* [DATA LISTING]
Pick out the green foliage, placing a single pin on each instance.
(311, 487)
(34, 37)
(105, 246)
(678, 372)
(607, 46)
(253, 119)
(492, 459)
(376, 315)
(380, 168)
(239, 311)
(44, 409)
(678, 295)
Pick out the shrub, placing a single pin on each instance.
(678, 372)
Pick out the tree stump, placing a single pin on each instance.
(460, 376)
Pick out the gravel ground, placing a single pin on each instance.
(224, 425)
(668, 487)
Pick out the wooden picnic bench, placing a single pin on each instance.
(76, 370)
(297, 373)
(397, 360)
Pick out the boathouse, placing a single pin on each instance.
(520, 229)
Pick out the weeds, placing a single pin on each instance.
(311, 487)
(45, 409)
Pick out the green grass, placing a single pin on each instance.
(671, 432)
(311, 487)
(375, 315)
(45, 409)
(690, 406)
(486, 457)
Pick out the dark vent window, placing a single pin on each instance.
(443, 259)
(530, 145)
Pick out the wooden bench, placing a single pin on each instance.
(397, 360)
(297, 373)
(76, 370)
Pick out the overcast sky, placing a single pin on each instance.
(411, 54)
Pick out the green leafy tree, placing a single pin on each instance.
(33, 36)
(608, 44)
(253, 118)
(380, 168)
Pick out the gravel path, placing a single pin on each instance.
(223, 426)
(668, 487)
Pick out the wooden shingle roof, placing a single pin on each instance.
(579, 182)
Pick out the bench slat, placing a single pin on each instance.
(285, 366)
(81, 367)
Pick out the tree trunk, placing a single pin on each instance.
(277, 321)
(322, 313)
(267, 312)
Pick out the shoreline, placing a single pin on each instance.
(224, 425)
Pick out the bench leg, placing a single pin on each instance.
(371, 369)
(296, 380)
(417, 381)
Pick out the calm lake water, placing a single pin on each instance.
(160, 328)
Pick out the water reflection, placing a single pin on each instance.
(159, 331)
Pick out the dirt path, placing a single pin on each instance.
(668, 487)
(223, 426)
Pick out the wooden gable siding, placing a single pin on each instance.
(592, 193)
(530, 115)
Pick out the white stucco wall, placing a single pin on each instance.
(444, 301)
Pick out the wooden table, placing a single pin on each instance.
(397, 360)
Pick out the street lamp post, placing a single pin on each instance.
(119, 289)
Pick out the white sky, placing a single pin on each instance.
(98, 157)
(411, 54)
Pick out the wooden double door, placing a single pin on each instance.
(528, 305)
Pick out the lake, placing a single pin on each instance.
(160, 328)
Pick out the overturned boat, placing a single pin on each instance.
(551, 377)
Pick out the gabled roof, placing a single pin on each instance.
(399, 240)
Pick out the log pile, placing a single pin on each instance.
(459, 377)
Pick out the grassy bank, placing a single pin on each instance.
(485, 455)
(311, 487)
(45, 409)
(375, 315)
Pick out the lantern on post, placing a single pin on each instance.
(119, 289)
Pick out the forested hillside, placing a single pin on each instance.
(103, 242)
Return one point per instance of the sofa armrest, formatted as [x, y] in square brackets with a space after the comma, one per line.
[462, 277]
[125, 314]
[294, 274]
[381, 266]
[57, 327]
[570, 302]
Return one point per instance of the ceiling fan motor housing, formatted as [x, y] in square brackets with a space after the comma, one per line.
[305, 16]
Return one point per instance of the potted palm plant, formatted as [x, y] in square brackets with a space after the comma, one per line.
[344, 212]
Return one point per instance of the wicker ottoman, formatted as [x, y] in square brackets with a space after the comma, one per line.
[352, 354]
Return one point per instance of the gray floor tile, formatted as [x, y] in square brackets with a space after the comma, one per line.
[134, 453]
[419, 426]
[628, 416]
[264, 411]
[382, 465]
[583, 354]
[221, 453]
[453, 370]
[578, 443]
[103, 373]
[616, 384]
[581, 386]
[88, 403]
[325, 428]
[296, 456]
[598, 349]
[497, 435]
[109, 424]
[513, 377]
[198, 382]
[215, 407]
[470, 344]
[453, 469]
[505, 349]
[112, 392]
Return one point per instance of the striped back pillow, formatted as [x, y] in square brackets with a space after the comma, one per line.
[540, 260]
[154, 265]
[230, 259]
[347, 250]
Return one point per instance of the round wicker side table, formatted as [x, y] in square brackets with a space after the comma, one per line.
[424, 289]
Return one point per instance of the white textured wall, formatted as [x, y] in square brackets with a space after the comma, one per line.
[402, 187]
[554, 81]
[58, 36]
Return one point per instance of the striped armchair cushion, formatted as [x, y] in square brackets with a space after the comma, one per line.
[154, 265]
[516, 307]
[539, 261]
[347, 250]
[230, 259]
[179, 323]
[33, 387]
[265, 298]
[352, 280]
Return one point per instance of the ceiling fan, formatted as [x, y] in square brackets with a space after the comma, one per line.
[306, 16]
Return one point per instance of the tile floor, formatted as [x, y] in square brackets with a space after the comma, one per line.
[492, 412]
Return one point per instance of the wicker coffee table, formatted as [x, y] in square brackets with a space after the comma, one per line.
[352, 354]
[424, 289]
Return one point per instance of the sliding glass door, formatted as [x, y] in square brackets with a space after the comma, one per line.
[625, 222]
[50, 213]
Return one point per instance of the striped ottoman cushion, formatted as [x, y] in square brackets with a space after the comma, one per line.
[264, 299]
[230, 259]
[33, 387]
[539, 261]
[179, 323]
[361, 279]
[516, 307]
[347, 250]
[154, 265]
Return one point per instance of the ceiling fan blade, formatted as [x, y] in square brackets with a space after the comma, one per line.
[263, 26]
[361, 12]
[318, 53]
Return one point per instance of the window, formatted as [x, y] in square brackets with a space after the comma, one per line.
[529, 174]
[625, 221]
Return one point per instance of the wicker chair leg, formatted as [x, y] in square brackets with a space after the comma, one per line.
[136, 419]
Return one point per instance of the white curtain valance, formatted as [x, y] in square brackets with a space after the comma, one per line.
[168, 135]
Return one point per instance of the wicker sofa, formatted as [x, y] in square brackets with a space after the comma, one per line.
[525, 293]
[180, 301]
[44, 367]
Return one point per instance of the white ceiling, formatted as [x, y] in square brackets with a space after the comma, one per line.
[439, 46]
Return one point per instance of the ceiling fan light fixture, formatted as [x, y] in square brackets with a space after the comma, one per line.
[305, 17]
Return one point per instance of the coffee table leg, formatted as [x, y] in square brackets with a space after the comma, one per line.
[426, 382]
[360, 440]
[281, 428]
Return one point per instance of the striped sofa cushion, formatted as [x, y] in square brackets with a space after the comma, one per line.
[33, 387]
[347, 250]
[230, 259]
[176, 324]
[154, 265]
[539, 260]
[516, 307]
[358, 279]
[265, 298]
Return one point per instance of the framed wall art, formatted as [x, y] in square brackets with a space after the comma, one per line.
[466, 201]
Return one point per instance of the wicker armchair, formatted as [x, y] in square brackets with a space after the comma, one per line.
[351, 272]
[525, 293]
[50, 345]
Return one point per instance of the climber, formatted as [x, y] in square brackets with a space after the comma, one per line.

* [WORK TO BE COMPLETED]
Quote every row above word for word, without changing anything.

* [COMPLETE ANSWER]
Pick out the green foliage, placing a single pin on each instance.
(311, 487)
(34, 37)
(105, 246)
(678, 372)
(607, 46)
(253, 119)
(492, 459)
(376, 315)
(380, 168)
(239, 311)
(44, 409)
(678, 295)
Pick out the shrub, placing a single pin on each instance.
(678, 372)
Pick out the tree stump, placing a single pin on each instance.
(460, 376)
Pick out the gravel ground, placing a single pin on each instance.
(224, 425)
(668, 487)
Pick out the wooden picnic bench, placing a single pin on each instance.
(76, 370)
(297, 373)
(397, 360)
Pick out the boathouse, placing a single pin on each instance.
(520, 229)
Pick out the weeds, placing a single pin on each instance.
(311, 487)
(45, 409)
Pick out the green grass, placing a single pin on each instance.
(671, 432)
(311, 487)
(375, 315)
(45, 409)
(690, 406)
(486, 457)
Pick out the dark vent window, placing a single pin on each instance.
(443, 259)
(530, 145)
Pick out the wooden bench, placing a single pin on each instance.
(397, 360)
(297, 373)
(76, 370)
Pick out the overcast sky, placing a single pin on each instance.
(411, 54)
Pick out the green leafy tree, placing a single pin on each instance.
(33, 36)
(608, 44)
(253, 118)
(380, 168)
Pick out the gravel path, placing a single pin on each instance.
(223, 426)
(668, 487)
Pick out the wooden shingle roof, placing a single pin on each instance.
(579, 182)
Pick out the bench slat, placing a single pin on each instance.
(285, 366)
(81, 367)
Pick out the tree trunk, placing a single pin on each instance.
(277, 321)
(322, 313)
(267, 312)
Pick out the shoreline, placing a single pin on each instance.
(224, 425)
Pick out the bench leg, placing a single pin on each instance.
(371, 369)
(296, 380)
(417, 381)
Pick out the calm lake water, placing a single pin on each instance.
(160, 328)
Pick out the water reflection, placing a single pin on each instance.
(159, 331)
Pick out the dirt path, placing a single pin on each instance.
(668, 487)
(223, 426)
Pick out the wooden gable siding, placing a single pin on each instance.
(592, 193)
(530, 115)
Pick out the white stucco wall, placing a single pin on each instance.
(444, 301)
Pick out the wooden table, placing a single pin on each instance.
(397, 360)
Pick out the street lamp post, placing a single pin on each instance.
(119, 289)
Pick out the white sky, placing a single pin on each instance.
(98, 157)
(411, 54)
Pick out the wooden double door, placing a single pin on each instance.
(528, 305)
Pick out the lake, placing a single pin on each instance.
(160, 328)
Pick out the overturned boat, placing a single pin on each instance.
(551, 377)
Pick out the gabled roof, placing a single pin on each instance.
(399, 240)
Pick out the log pile, placing a single pin on each instance.
(459, 377)
Pick out the grassy bank, placing a single pin on each instance.
(485, 455)
(311, 487)
(45, 409)
(375, 315)
Pick out the lantern on post, placing a single pin on each instance.
(119, 289)
Pick out the forested hillside, placing a single pin on each instance.
(103, 242)
Return one point per instance of the sofa armrest, formatted as [x, y] in square brackets with a space after the comma, one per line.
[462, 277]
[125, 314]
[294, 274]
[381, 266]
[57, 327]
[570, 302]
Return one point per instance of the ceiling fan motor housing, formatted as [x, y] in square brackets with a space after the comma, one per line.
[305, 16]
Return one point per instance of the potted palm plant, formatted as [x, y] in square brackets with a space after the comma, one per line.
[344, 212]
Return one point per instance of the wicker ottoman, formatted as [x, y] in square brackets with a space after the comma, one per line.
[352, 354]
Return one point per instance of the gray floor tile, formatted as [x, y] in square brackets with a space after the comma, one per line.
[134, 453]
[419, 426]
[628, 416]
[264, 411]
[382, 465]
[583, 354]
[221, 453]
[453, 370]
[578, 443]
[103, 373]
[616, 384]
[581, 386]
[88, 403]
[325, 428]
[296, 456]
[598, 349]
[497, 435]
[109, 424]
[513, 377]
[198, 382]
[215, 407]
[470, 344]
[453, 469]
[505, 349]
[112, 392]
Return one point per instance of the striped back pillow, formatted as [x, y] in square brackets with a space after the comma, one per line.
[540, 260]
[154, 265]
[230, 259]
[347, 250]
Return one point per instance of the round wicker side table, formatted as [x, y] in square brackets with a space after the comma, one per line.
[424, 289]
Return one point per instance of the white textured wall, formatted as [x, y] in square brackets with a space after the comma, one per line.
[402, 187]
[554, 81]
[58, 36]
Return one point per instance of the striped armchair cushion, formatted as [x, y] in square brackets with a space after the comma, one per line.
[154, 265]
[516, 307]
[539, 261]
[347, 250]
[230, 259]
[179, 323]
[33, 387]
[265, 298]
[352, 280]
Return one point per instance of the ceiling fan, formatted as [x, y] in square brackets with a space after the comma, one per line.
[306, 16]
Return one point per instance of the tile floor, formatted as [x, y] in square brackets with a space after the comma, one per line.
[492, 412]
Return one point per instance of the wicker coffee table, formatted as [x, y] in square brackets with a space after the comma, one per line.
[352, 354]
[424, 289]
Return one point per instance of the sliding glass door, formatted as [x, y] in square brackets with a space after the comma, one per line.
[625, 222]
[50, 213]
Return one point per instance of the striped ottoman cushion, formatted as [x, y] in square brackets with a space after the comma, one per line.
[264, 299]
[230, 259]
[33, 387]
[539, 261]
[179, 323]
[361, 279]
[516, 307]
[347, 250]
[154, 265]
Return one point per instance of the ceiling fan blade, formatted as [x, y] in square brackets with a space after the comma, one per line.
[263, 26]
[361, 12]
[318, 53]
Return one point per instance of the window, formatted as [x, y] in square brackets with a space after the comma, one per line.
[529, 174]
[625, 221]
Return one point per instance of the wicker chair leg, formatted as [x, y] in square brackets with a space after the comma, one per line.
[136, 419]
Return one point per instance of the white curtain valance, formatted as [x, y] in square brackets with a space after the comma, one per line.
[168, 135]
Return one point per instance of the wicker sofa, formatted as [x, y] in square brackets with a space after the comma, one per line.
[525, 293]
[180, 301]
[44, 367]
Return one point per instance of the white ceiling, formatted as [x, y] in square brackets with a space after the comma, one per line.
[439, 46]
Return one point per instance of the ceiling fan light fixture, formatted as [x, y] in square brackets with a space after the comma, one per line.
[305, 17]
Return one point per instance of the coffee table leg, formatted as [x, y] in square brackets with a space after the comma, one per line.
[426, 382]
[360, 440]
[281, 428]
Return one point per instance of the striped sofa cushion, formatted as [x, y] in square brackets with a space after the comma, one per line.
[33, 387]
[347, 250]
[230, 259]
[176, 324]
[154, 265]
[539, 260]
[516, 307]
[358, 279]
[265, 298]
Return one point per instance of the framed wall art, formatted as [x, y] in square brackets with a space after the comma, one per line.
[466, 201]
Return one point per instance of the wicker armchair, formatted as [x, y] in square brackets with a space after the comma, one per line.
[351, 272]
[525, 293]
[50, 345]
Return one point per instance of the climber, formatted as [x, y] in square brackets with a space after the comma, one per line.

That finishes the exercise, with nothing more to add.